Provided text
....

The Allahabad High Court observed that most of the rulings relied upon by the Revenue related to interest paid on delayed payment of compensation awarded under the Land Acquisition Act. According to the Allahabad High Court, an award under the Land Acquisition Act and an award under the MVA could not be equated for the simple reason that in land acquisition cases the payment was made regarding the price of the land and on such price the provisions of capital gains tax were attracted. On the other hand, in motor accident claims, the payment was made to the legal representatives of the deceased for loss of life of their bread-earner, the recipients of awards being poor and illiterate persons who did not even come within the ambit of the Income-tax Act, and the amount of compensation under the MVA also did not come within the definition of “income”.

 

According to the Allahabad High Court, the term “interest” as defined in section 2(28A) had to be strictly construed. The necessary ingredient was that it should be in respect of any money borrowed or debt incurred. The award under the MVA was neither money borrowed by the insurance company nor debt incurred by the insurance company. The word “claim” in section 2(28A) should also be regarding a deposit or other similar right or obligation.

 

The Allahabad High Court observed that the intention of the legislature was that if the assessee had received any interest in respect of moneys borrowed or debt incurred, including a deposit, claim or other similar right or obligation, or any service fee or other charge in respect of moneys borrowed or debt incurred had been received, then certainly it would come within the definition of interest. The word “claim” used in the definition may relate to claims under contractual liability, but certainly did not cover claims under a statutory liability, the claim under the MVA regarding compensation for death or injury being a statutory liability.

....

Given request 1
Return the stretch of the Allahabad High Court passage from "According to the Allahabad High Court, the" through "right or obligation.".
Given request 2
List every act that the Allahabad High Court passage refers to by name or abbreviation.
Given request 3
According to the Allahabad High Court passage, what necessary ingredient must "interest" under section 2(28A) satisfy?
The lines that follow the passage are independent material unrelated to it.

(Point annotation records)
....

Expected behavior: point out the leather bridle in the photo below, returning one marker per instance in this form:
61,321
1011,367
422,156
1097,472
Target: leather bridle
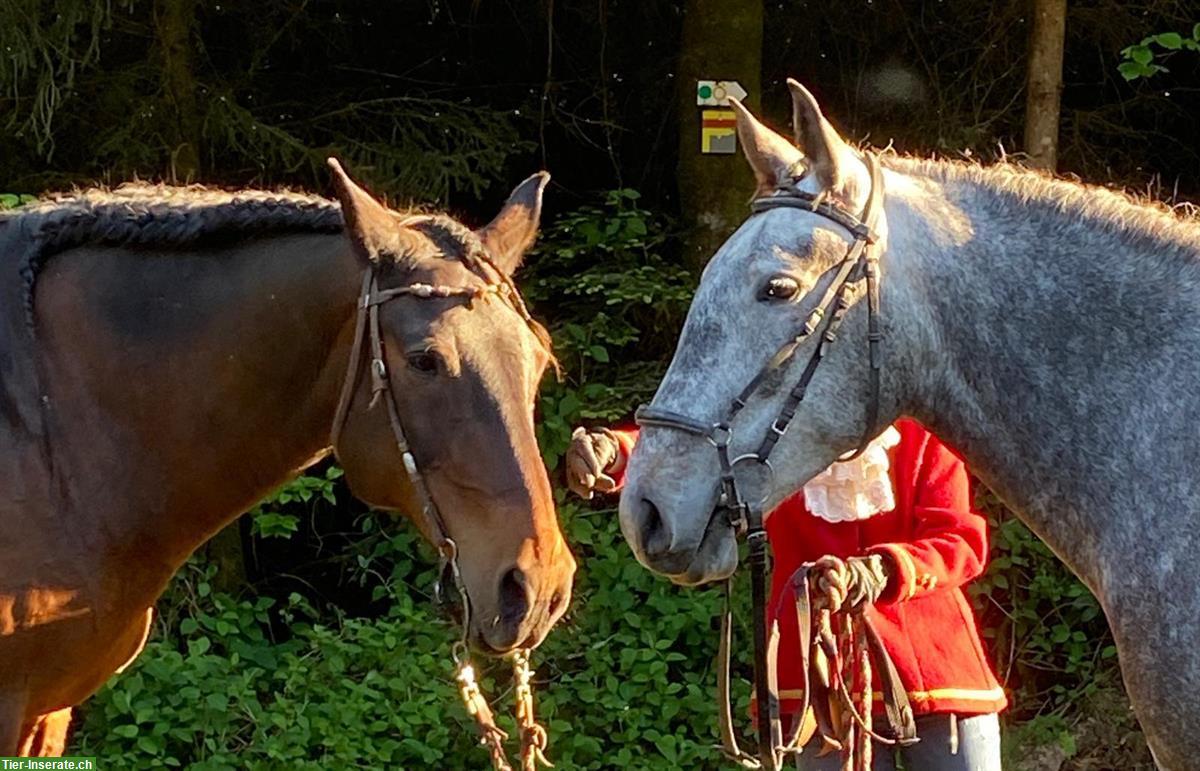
859,264
367,330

....

Response 1
According to the Allahabad High Court, the term “interest” as defined in section 2(28A) had to be strictly construed. The necessary ingredient was that it should be in respect of any money borrowed or debt incurred. The award under the MVA was neither money borrowed by the insurance company nor debt incurred by the insurance company. The word “claim” in section 2(28A) should also be regarding a deposit or other similar right or obligation.

Response 2
Land Acquisition Act
MVA
Income-tax Act

Response 3
It must be in respect of any money borrowed or debt incurred.